Task prompt: Could you render the lines below as a Markdown table with two columns, Row and Line, numbering each row and leaving out any blank lines?
----- Data provided -----
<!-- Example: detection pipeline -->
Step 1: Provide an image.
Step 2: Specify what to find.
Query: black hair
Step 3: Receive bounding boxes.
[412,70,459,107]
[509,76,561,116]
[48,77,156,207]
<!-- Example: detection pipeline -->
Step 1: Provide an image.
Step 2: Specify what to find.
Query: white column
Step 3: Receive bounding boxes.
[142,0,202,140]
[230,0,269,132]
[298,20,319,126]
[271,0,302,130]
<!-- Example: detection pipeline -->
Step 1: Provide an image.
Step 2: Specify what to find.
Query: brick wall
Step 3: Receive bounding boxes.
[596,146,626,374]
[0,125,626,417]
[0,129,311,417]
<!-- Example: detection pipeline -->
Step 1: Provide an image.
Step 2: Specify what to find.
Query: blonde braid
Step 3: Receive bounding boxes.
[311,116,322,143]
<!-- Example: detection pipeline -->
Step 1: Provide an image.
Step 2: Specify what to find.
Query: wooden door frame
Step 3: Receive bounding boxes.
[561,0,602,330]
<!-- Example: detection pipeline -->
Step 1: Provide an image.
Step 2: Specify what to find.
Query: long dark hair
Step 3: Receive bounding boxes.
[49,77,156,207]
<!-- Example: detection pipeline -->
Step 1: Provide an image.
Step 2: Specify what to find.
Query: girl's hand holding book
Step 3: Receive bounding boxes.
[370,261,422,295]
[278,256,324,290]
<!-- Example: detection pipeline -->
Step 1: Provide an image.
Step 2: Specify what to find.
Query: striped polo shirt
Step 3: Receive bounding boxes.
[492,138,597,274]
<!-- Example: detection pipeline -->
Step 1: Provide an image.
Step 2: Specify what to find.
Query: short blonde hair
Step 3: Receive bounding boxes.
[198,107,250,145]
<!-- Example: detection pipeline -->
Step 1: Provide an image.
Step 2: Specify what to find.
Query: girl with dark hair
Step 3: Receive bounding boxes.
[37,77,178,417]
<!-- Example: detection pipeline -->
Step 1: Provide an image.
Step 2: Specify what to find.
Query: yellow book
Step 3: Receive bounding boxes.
-----
Answer for the task:
| Row | Line |
|---|---|
| 1 | <!-- Example: detection pipeline --> |
| 2 | Step 1: Provide an image. |
| 3 | Step 2: Specify what to find. |
| 4 | Query: black hair |
| 5 | Step 3: Receive bounding boxes. |
| 6 | [412,70,459,107] |
| 7 | [509,76,561,116] |
| 8 | [48,77,156,207] |
| 9 | <!-- Example: detection pipeline --> |
| 10 | Step 1: Provide an image. |
| 11 | Step 2: Specify what to find. |
| 12 | Query: white column |
| 13 | Step 3: Receive bounding boxes. |
| 14 | [142,0,202,140] |
| 15 | [230,0,269,132] |
| 16 | [298,20,319,126] |
| 17 | [271,0,302,130] |
| 18 | <!-- Example: detection pipeline --> |
| 19 | Step 1: Provide an image. |
| 20 | Step 2: Specify what to find. |
| 21 | Query: brick wall |
| 22 | Step 3: Receive bounding boxes. |
| 23 | [596,146,626,374] |
| 24 | [0,125,626,417] |
| 25 | [0,129,311,417] |
| 26 | <!-- Example: detection pipeline --> |
| 27 | Step 1: Provide an image. |
| 28 | Step 2: Specify what to find. |
| 29 | Query: blonde braid |
| 30 | Step 3: Receive bounding boxes. |
| 31 | [311,116,322,143] |
| 32 | <!-- Example: detection pipeline --> |
| 33 | Step 1: Provide an image. |
| 34 | Step 2: Specify what to find. |
| 35 | Query: wooden door frame |
| 36 | Step 3: Receive bounding boxes. |
| 37 | [561,0,602,330] |
| 38 | <!-- Example: detection pipeline --> |
| 39 | Step 1: Provide an image. |
| 40 | Step 2: Specify what to find. |
| 41 | Query: long dark hair |
| 42 | Step 3: Receive bounding boxes. |
| 43 | [49,77,156,207] |
| 44 | <!-- Example: detection pipeline --> |
| 45 | Step 1: Provide an image. |
| 46 | Step 2: Specify what to find. |
| 47 | Query: girl's hand holding book |
| 48 | Step 3: Receive bounding boxes. |
| 49 | [370,261,422,295] |
| 50 | [278,256,324,290] |
| 51 | <!-- Example: detection pipeline --> |
| 52 | Step 1: Provide an image. |
| 53 | Step 2: Specify what to find. |
| 54 | Query: striped polo shirt |
| 55 | Step 3: Receive bounding boxes. |
| 56 | [492,138,597,274] |
| 57 | <!-- Example: detection pipeline --> |
| 58 | Step 1: Provide an image. |
| 59 | Step 2: Specify what to find. |
| 60 | Query: short blonde hair |
| 61 | Step 3: Receive bounding boxes. |
| 62 | [198,107,250,145] |
| 63 | <!-- Example: detection pipeline --> |
| 64 | Step 1: Provide an image. |
| 65 | Step 2: Specify what to find. |
| 66 | Query: girl with dark hair |
| 67 | Step 3: Receive bounding boxes. |
| 68 | [37,77,178,417] |
| 69 | <!-- Example: detection pipeline --> |
| 70 | Step 1: Provide an image. |
| 71 | Step 2: Specify what to find. |
| 72 | Query: yellow book |
| 73 | Step 3: Receive bounding boxes. |